▸ **Material shown**:

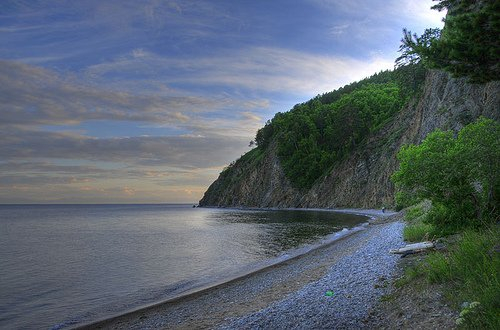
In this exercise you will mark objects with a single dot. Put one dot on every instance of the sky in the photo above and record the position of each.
(124, 101)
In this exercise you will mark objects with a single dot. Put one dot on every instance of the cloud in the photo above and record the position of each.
(264, 69)
(31, 95)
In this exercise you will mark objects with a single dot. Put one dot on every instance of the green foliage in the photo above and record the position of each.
(459, 175)
(418, 232)
(413, 46)
(414, 212)
(404, 199)
(417, 229)
(467, 46)
(473, 271)
(314, 135)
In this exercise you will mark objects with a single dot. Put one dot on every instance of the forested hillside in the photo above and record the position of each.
(339, 149)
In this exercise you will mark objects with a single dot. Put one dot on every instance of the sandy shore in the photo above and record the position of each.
(290, 294)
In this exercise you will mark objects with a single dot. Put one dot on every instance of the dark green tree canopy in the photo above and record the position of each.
(468, 45)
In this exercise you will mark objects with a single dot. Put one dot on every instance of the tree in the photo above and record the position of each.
(468, 45)
(458, 174)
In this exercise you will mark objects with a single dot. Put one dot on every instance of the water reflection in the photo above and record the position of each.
(269, 233)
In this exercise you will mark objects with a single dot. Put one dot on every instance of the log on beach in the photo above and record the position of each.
(412, 248)
(331, 287)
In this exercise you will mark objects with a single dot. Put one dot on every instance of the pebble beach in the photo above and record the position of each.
(332, 287)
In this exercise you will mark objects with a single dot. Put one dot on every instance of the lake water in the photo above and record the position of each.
(66, 265)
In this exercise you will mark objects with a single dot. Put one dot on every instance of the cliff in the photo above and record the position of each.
(362, 179)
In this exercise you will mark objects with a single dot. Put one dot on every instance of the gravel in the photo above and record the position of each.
(358, 280)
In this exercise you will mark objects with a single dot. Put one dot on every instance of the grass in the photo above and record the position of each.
(469, 270)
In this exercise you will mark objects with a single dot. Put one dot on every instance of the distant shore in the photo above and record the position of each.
(353, 268)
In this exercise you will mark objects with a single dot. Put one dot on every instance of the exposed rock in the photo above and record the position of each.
(363, 179)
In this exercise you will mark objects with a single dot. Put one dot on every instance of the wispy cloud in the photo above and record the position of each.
(257, 69)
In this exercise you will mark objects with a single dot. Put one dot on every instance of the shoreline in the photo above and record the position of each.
(164, 312)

▸ **Exercise**: Please repeat every line of the material above exactly and without its pictures.

▸ **Your solution**:
In this exercise you will mark objects with a single dot. Put one dot on every instance of the sky in the photo above and record the position of each.
(124, 101)
In this exercise you will mark objects with a single dot. Put one dot on every instance of the cloud in the photo above and record the position of each.
(264, 69)
(31, 95)
In this exercise you will mark objects with a single dot. Put one dot on every instance of the green foliage in the photo above and record the position of each.
(459, 175)
(418, 232)
(413, 46)
(414, 212)
(404, 199)
(417, 229)
(467, 46)
(473, 271)
(314, 135)
In this exercise you will mark objects with a single dot. Put one dot on every instance of the forested hillside in the photo above and record the position of each.
(339, 149)
In this exercise you will mark objects with a single dot. Put one dot on every instance of the sandy shore in the photo above and record the position of each.
(290, 294)
In this exercise you will mark objects with a single dot. Put one dot on every instance of the dark green tree canopy in the photo above and record the position of each.
(468, 45)
In this exercise you will mark objects with a single dot. Put one dot on every instance of the tree in the photo above and record the position of each.
(468, 45)
(458, 174)
In this exercise you will mark objects with a single dot. Put one dot on every instance of the water reflection in the photo above and record the position of each.
(269, 233)
In this exercise you will mark objects with a single dot. Put one dot on every instance of the log on beach in the photo above and record the position of each.
(412, 248)
(331, 287)
In this exercise you will mark objects with a single dot. Put one dot on every instance of the pebble beach in the photo above and record the position of each.
(332, 287)
In this exercise you will mark objects with a single dot. Put one dot on every instance of the lake water in the photo above and record the position of each.
(66, 265)
In this exercise you will mark objects with a single dot. Put one dot on every instance of the cliff in the photo above and record the position of each.
(362, 179)
In this exercise you will mark objects with a single dot. Put one dot on every instance of the gravel in the photo above and record the position of each.
(358, 280)
In this exercise you will mark objects with a single dot. Put one dot on every instance of the grass in the photo above and record the position of each.
(469, 270)
In this exercise you will mark objects with a single dot. Put one dot on every instance of the distant shore in the photo above and record the position of each.
(353, 268)
In this exercise you will mark objects with a single dot. Put one dot on every instance of the exposed rock in the photo above and record the position of each.
(363, 179)
In this exercise you will mark objects with a single dot. Put one dot on every instance of the wispy cloud in the photo above and record the position of each.
(257, 69)
In this exercise you will mark objects with a single dot. Put one dot on every instance of the shoreline in the photo above and record the position of each.
(164, 312)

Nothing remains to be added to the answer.